▸ **DATA PROVIDED**
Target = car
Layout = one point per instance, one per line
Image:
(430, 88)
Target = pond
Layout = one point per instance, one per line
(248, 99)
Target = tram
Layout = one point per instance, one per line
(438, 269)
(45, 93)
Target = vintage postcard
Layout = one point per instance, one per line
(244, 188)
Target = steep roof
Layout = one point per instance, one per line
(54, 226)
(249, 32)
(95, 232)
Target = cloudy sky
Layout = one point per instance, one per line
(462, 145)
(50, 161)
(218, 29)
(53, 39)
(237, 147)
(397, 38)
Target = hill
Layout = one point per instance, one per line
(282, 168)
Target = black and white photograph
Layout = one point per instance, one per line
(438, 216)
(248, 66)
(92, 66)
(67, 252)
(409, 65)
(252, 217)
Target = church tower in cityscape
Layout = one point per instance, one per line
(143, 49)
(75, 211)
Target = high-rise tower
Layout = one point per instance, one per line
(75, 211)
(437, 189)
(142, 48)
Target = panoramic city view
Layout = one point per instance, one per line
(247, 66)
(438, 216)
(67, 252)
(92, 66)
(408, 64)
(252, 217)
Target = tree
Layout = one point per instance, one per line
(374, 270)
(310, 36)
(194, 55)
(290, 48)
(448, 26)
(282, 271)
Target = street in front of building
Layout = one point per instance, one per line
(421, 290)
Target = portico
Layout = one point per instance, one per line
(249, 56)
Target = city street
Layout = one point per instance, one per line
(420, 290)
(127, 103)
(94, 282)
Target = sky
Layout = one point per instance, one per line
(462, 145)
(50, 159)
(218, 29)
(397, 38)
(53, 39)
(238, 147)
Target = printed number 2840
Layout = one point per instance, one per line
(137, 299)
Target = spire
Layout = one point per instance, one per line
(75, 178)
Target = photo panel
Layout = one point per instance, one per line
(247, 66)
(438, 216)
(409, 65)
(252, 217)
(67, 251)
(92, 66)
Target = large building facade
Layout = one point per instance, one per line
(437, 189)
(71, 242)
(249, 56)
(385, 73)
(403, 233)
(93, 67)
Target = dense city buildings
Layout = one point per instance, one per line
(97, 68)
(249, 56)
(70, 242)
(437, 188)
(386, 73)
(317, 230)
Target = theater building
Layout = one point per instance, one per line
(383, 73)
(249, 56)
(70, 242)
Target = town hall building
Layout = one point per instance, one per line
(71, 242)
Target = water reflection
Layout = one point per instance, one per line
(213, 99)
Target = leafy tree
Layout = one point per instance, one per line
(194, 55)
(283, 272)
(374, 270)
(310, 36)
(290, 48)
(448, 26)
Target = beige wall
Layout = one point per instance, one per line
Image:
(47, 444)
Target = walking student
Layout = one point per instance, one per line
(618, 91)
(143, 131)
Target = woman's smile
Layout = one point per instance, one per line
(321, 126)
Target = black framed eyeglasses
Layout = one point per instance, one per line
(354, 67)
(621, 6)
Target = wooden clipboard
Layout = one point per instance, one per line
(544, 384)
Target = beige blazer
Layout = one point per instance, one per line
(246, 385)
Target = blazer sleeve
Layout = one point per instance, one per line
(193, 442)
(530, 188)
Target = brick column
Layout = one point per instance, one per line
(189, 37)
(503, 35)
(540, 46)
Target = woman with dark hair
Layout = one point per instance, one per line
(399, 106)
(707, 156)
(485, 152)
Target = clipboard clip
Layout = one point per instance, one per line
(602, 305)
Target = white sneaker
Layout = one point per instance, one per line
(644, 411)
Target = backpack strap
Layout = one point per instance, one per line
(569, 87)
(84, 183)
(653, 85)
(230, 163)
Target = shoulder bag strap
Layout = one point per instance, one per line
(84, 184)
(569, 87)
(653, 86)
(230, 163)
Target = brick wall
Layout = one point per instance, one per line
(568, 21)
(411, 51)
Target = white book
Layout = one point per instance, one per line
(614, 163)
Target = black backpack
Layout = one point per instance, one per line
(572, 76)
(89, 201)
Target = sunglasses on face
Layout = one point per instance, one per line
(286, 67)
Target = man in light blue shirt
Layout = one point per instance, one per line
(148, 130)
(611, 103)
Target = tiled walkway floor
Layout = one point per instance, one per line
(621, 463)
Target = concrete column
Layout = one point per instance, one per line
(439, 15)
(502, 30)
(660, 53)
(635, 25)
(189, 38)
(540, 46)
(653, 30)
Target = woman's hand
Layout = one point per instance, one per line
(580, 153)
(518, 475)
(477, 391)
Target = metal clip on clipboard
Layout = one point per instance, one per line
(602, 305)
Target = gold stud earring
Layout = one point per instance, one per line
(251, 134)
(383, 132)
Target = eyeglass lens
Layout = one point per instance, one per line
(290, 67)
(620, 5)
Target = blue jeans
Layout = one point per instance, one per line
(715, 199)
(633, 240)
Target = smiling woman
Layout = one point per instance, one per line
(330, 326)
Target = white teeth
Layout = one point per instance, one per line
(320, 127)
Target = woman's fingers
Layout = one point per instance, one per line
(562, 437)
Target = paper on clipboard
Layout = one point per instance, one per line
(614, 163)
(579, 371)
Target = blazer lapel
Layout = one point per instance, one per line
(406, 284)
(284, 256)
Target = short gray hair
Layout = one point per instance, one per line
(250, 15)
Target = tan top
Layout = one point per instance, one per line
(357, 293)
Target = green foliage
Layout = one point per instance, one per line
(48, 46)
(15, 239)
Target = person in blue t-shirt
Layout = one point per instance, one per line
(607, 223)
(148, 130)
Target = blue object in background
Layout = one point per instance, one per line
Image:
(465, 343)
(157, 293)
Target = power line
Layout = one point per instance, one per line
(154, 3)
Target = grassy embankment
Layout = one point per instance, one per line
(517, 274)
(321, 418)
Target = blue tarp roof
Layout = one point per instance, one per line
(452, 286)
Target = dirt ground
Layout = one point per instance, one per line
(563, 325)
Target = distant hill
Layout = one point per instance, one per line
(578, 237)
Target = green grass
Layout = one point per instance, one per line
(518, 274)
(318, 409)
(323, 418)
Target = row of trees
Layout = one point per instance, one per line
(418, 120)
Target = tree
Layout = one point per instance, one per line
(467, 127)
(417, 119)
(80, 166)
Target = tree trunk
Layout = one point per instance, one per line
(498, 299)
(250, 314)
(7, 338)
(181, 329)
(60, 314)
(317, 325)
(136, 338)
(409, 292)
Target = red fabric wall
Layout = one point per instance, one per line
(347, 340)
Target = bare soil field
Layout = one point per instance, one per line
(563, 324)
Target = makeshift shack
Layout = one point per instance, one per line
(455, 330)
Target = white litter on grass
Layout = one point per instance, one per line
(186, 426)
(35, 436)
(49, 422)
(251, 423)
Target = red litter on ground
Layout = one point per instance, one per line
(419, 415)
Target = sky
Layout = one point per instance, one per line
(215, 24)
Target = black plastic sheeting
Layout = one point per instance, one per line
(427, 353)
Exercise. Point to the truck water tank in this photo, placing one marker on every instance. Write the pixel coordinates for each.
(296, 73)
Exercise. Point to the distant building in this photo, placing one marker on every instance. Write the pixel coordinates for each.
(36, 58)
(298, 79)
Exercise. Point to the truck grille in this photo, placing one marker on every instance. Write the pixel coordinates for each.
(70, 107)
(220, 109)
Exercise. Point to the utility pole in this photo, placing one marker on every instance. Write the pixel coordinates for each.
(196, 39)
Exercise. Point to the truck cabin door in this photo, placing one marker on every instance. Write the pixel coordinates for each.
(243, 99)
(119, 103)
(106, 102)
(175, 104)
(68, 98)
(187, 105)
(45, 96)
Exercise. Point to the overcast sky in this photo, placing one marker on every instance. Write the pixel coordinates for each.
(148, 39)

▸ **WHAT NEEDS TO BE DONE**
Transcribe every line of the data, exactly as it stands.

▸ **RESULT OF THE EXERCISE**
Target = car
Layout = one point per instance, one per line
Image:
(430, 88)
Target = pond
Layout = one point per instance, one per line
(248, 99)
Target = tram
Layout = one point per instance, one per line
(438, 269)
(45, 93)
Target = vintage postcard
Layout = one point per instance, one per line
(244, 188)
Target = steep roof
Layout = one point per instance, one per line
(54, 226)
(249, 32)
(95, 232)
Target = cloudy sky
Layout = one point per instance, one per line
(462, 145)
(50, 161)
(218, 29)
(53, 39)
(237, 147)
(397, 38)
Target = hill
Layout = one point per instance, one per line
(282, 168)
Target = black and white photograph
Layout = one point per instance, one per line
(438, 216)
(248, 66)
(92, 66)
(67, 252)
(409, 65)
(252, 217)
Target = church tower in cityscape
Layout = one point per instance, one per line
(143, 49)
(75, 211)
Target = high-rise tower
Layout = one point per instance, one per line
(75, 211)
(437, 189)
(142, 48)
Target = panoramic city view
Layout = one point per instance, one per line
(247, 66)
(438, 216)
(67, 252)
(92, 66)
(408, 64)
(252, 217)
Target = tree
Layout = one point per instance, one per line
(374, 270)
(310, 36)
(194, 55)
(290, 48)
(448, 26)
(282, 271)
Target = street in front of building
Layout = one point per instance, one per line
(421, 290)
Target = portico
Layout = one point per instance, one per line
(249, 56)
Target = city street
Layout = one point per instance, one per line
(420, 290)
(127, 103)
(94, 282)
Target = sky
Layout = one point per instance, one per line
(462, 145)
(50, 159)
(218, 29)
(397, 38)
(53, 39)
(238, 147)
Target = printed number 2840
Layout = one point per instance, one per line
(137, 299)
Target = spire
Layout = one point per instance, one per line
(75, 178)
Target = photo panel
Layout = one point per instance, one per line
(247, 66)
(438, 216)
(409, 65)
(252, 217)
(67, 251)
(92, 66)
Target = large building facade
Layout = one point per instance, one per line
(437, 189)
(71, 242)
(249, 56)
(385, 73)
(403, 233)
(93, 67)
Target = dense city buildings
Layout = one point per instance, one per line
(97, 68)
(249, 56)
(70, 242)
(437, 188)
(386, 73)
(317, 230)
Target = theater building
Layout = one point per instance, one per line
(383, 73)
(249, 56)
(70, 242)
Target = town hall building
Layout = one point per instance, one per line
(71, 242)
Target = water reflection
Layout = one point per instance, one per line
(213, 99)
Target = leafy tree
Layout = one point per instance, one per line
(194, 55)
(283, 272)
(374, 270)
(310, 36)
(290, 48)
(448, 26)
Target = beige wall
Layout = one point per instance, one per line
Image:
(47, 444)
Target = walking student
Layout = one point per instance, one per line
(618, 91)
(143, 131)
Target = woman's smile
Layout = one point per instance, one per line
(321, 126)
Target = black framed eyeglasses
Layout = one point per instance, one per line
(354, 67)
(621, 6)
Target = wooden clipboard
Layout = one point per instance, one per line
(544, 384)
Target = beige blazer
Layout = one point per instance, one per line
(246, 385)
Target = blazer sleeve
Layout = one point per instance, one per line
(193, 442)
(530, 188)
Target = brick column
Layout = one point per instance, one per line
(189, 37)
(503, 35)
(540, 46)
Target = woman with dark hair
Layout = one point per instance, one per line
(399, 106)
(707, 156)
(485, 152)
Target = clipboard clip
Layout = one point per instance, one per line
(602, 305)
Target = white sneaker
Layout = one point per instance, one per line
(644, 411)
Target = backpack strap
Layout = one point per instance, one per line
(569, 87)
(84, 183)
(653, 85)
(230, 163)
Target = shoulder bag strap
Layout = one point per instance, one per line
(84, 184)
(569, 87)
(653, 86)
(230, 163)
Target = brick wall
Layout = one point per instance, one per line
(568, 21)
(411, 51)
Target = white book
Layout = one point per instance, one per line
(614, 163)
Target = black backpack
Layout = one point per instance, one per line
(572, 76)
(89, 201)
Target = sunglasses on face
Layout = one point per instance, one per line
(286, 67)
Target = man in light blue shirt
Layout = one point per instance, one per line
(148, 130)
(611, 103)
Target = tiled walkway floor
Layout = one point per instance, one per line
(621, 463)
Target = concrete column
Layout = one point per instance, one per line
(439, 15)
(502, 30)
(660, 53)
(635, 25)
(189, 38)
(540, 46)
(653, 30)
Target = woman's hand
Layout = one point per instance, one per line
(580, 153)
(518, 475)
(477, 391)
Target = metal clip on clipboard
Layout = one point per instance, one per line
(602, 305)
Target = gold stud earring
Layout = one point per instance, one per line
(251, 134)
(383, 132)
Target = eyeglass lens
Layout = one point per instance, one per line
(290, 67)
(620, 5)
Target = blue jeans
Layout = one point per instance, one per line
(715, 199)
(633, 240)
Target = smiling woman
Layout = one point per instance, one per line
(330, 326)
Target = white teeth
Layout = one point per instance, one per line
(320, 127)
Target = woman's fingers
Layout = one point per instance, one per line
(562, 437)
Target = paper on clipboard
Layout = one point per instance, one per line
(614, 163)
(579, 371)
Target = blazer lapel
Layout = one point per instance, one per line
(406, 284)
(284, 256)
Target = short gray hair
Layout = one point per instance, one per line
(250, 15)
Target = tan top
Layout = one point per instance, one per line
(357, 293)
Target = green foliage
Layout = one point per instance, one per line
(48, 46)
(15, 239)
Target = person in blue t-shirt
Layout = one point per instance, one per line
(607, 223)
(148, 130)
Target = blue object in background
Layout = one point per instance, one per line
Image:
(465, 343)
(157, 293)
Target = power line
Layout = one point per instance, one per line
(154, 3)
Target = grassy embankment
Layout = one point per instance, one per line
(517, 274)
(321, 418)
Target = blue tarp roof
Layout = one point per instance, one per line
(452, 286)
Target = dirt ground
Layout = one point per instance, one per line
(563, 325)
Target = distant hill
Layout = one point per instance, one per line
(578, 237)
Target = green grass
Layout = one point per instance, one per line
(518, 274)
(318, 409)
(323, 418)
Target = row of trees
Layout = one point per instance, one per line
(418, 120)
Target = tree
Layout = one point per instance, one per line
(467, 127)
(417, 119)
(80, 166)
Target = tree trunk
Layout = one point per instance, one per line
(498, 299)
(250, 314)
(7, 338)
(181, 329)
(60, 314)
(317, 325)
(136, 338)
(409, 292)
Target = red fabric wall
Layout = one point per instance, one per line
(347, 340)
Target = bare soil field
Layout = one point per instance, one per line
(563, 324)
Target = makeshift shack
Layout = one point per instance, one per line
(455, 330)
Target = white litter on grass
Layout = one point per instance, one per line
(186, 426)
(35, 436)
(49, 422)
(251, 423)
Target = red litter on ground
Layout = one point per instance, one per line
(419, 415)
Target = sky
Layout = one point per instance, one per line
(215, 24)
Target = black plastic sheeting
Layout = one point per instance, one per line
(427, 353)
Exercise. Point to the truck water tank in this photo, placing one marker on every instance. Write the pixel coordinates for each.
(296, 73)
Exercise. Point to the distant building in this photo, placing one marker on every instance. Write the pixel coordinates for each.
(36, 58)
(298, 79)
Exercise. Point to the truck grille in this photo, placing one marker on every instance. Write the pixel coordinates for each.
(70, 107)
(220, 109)
Exercise. Point to the utility pole in this photo, placing one marker on every instance. Write the pixel coordinates for each.
(196, 39)
Exercise. Point to the truck cabin door in this photo, placing one marker on every instance. Write the pixel coordinates for each.
(243, 99)
(119, 103)
(106, 102)
(175, 104)
(68, 98)
(187, 105)
(45, 96)
Exercise. Point to the overcast sky in this photo, placing one marker on every instance. Write the pixel coordinates for each.
(148, 39)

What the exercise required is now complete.